• _WHAT IS ASKED_: Copy out all the entries exactly.

• _DATA FOR THIS EXERCISE_:
====================

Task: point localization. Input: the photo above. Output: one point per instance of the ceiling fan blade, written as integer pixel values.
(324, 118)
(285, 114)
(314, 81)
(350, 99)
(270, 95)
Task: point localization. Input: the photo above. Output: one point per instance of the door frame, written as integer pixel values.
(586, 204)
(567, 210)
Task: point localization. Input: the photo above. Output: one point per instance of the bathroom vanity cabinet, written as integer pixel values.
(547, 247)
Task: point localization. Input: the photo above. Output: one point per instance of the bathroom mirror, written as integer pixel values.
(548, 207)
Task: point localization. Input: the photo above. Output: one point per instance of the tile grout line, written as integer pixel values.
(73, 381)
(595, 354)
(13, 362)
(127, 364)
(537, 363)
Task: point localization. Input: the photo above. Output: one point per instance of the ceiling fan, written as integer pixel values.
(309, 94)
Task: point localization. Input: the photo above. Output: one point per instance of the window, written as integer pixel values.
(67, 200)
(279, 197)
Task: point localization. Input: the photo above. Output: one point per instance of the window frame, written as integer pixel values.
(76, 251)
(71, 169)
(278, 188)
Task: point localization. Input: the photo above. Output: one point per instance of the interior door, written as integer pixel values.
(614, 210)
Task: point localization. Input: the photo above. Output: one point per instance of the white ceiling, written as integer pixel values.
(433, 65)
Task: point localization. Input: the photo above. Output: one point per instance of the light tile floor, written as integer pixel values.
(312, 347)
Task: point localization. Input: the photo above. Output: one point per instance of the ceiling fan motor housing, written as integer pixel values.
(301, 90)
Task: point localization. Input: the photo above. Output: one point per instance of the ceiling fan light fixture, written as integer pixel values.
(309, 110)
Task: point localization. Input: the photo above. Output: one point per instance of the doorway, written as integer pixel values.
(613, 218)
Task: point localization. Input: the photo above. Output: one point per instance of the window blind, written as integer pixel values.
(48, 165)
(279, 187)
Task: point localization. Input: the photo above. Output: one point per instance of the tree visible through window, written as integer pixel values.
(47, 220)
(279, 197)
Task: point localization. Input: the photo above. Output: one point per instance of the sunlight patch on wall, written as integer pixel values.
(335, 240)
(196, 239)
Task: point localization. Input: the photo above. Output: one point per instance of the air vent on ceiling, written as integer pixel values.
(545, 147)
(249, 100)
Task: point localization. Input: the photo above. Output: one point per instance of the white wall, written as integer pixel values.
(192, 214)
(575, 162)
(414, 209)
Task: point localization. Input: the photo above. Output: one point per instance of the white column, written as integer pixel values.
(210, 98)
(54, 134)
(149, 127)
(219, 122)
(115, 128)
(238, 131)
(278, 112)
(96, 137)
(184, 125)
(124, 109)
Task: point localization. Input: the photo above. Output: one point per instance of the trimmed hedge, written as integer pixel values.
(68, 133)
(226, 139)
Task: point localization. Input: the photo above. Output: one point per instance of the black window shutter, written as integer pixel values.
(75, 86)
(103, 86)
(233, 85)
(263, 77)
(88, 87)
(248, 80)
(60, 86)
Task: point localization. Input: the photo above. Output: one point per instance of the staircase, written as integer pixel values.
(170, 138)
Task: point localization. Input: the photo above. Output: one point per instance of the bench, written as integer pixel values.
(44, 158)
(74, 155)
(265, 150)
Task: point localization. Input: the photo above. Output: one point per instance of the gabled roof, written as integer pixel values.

====================

• _EXPECTED ANSWER_:
Task: point localization. Input: the photo above. Output: one point per instance of the ceiling fan blade, written as integer pixel values.
(324, 118)
(285, 114)
(314, 81)
(350, 99)
(270, 95)
Task: point localization. Input: the photo above. Output: one point per instance of the door frame, written as integer pixel values.
(586, 204)
(567, 210)
Task: point localization. Input: the photo above. Output: one point per instance of the bathroom vanity cabinet, written as integer pixel values.
(547, 247)
Task: point localization. Input: the photo above. Output: one point per instance of the bathroom mirror, written as integer pixel values.
(548, 207)
Task: point localization. Input: the photo above. Output: one point per instance of the tile grout line, written as integer pixel values.
(73, 381)
(595, 354)
(13, 362)
(127, 364)
(537, 363)
Task: point localization. Input: the photo above. Output: one point per instance of the ceiling fan, written as integer pixel values.
(309, 94)
Task: point localization. Input: the photo above. Output: one point per instance of the window, written as integer pixel values.
(67, 200)
(279, 197)
Task: point localization. Input: the photo above. Output: one point per instance of the window frame, written as integer pixel values.
(76, 251)
(71, 169)
(278, 188)
Task: point localization. Input: the photo above. Output: one point per instance of the interior door, written as integer pixel values.
(614, 210)
Task: point localization. Input: the photo above. Output: one point per instance of the white ceiling, written as integer pixel values.
(433, 65)
Task: point localization. Input: the photo above. Output: one point per instance of the light tile floor, written as integer pixel values.
(312, 347)
Task: point localization. Input: the photo above. Output: one point per instance of the ceiling fan motor housing, written as integer pixel values.
(301, 90)
Task: point localization. Input: the photo above. Output: one point per instance of the ceiling fan light fixture, written as integer pixel values.
(309, 110)
Task: point localization. Input: the photo above. Output: one point per instance of the doorway, written as integer pixel values.
(613, 218)
Task: point localization. Input: the photo above. Output: one point per instance of the window blind, written as integer pixel values.
(48, 165)
(279, 187)
Task: point localization. Input: the photo above. Output: one point per instance of the tree visible through window, written as integer pixel values.
(47, 220)
(279, 197)
Task: point localization. Input: the photo above. Output: one point per instance of the sunlight patch on wall, written as integer pixel values.
(335, 240)
(196, 239)
Task: point localization. Input: the photo above. Output: one point per instance of the air vent on ceiling, written as integer pixel values.
(545, 147)
(249, 100)
Task: point localization. Input: the photo above. Output: one point per instance of the white wall, written as integer pixel values.
(192, 214)
(575, 162)
(414, 209)
Task: point localization. Input: the photo above. Output: one point per instance of the white column, written as integer pixel values.
(210, 98)
(54, 134)
(149, 127)
(219, 122)
(115, 128)
(238, 131)
(278, 112)
(96, 137)
(184, 125)
(124, 109)
Task: point localization. Input: the photo above. Output: one point per instance of the trimmed hedge, written as integer pixel values.
(68, 133)
(226, 139)
Task: point localization. Input: the photo above. Output: one point per instance of the black window shutter, written as integer pixel values.
(75, 86)
(103, 86)
(233, 85)
(263, 77)
(88, 87)
(248, 80)
(60, 86)
Task: point localization. Input: the photo above. Output: one point per instance of the staircase, written as integer pixel values.
(170, 138)
Task: point localization. Input: the photo above. Output: one point per instance of the bench, written as integer pixel values.
(44, 158)
(74, 155)
(265, 150)
Task: point localization. Input: the photo above. Output: one point per instance of the gabled roof, written as integer pixel values.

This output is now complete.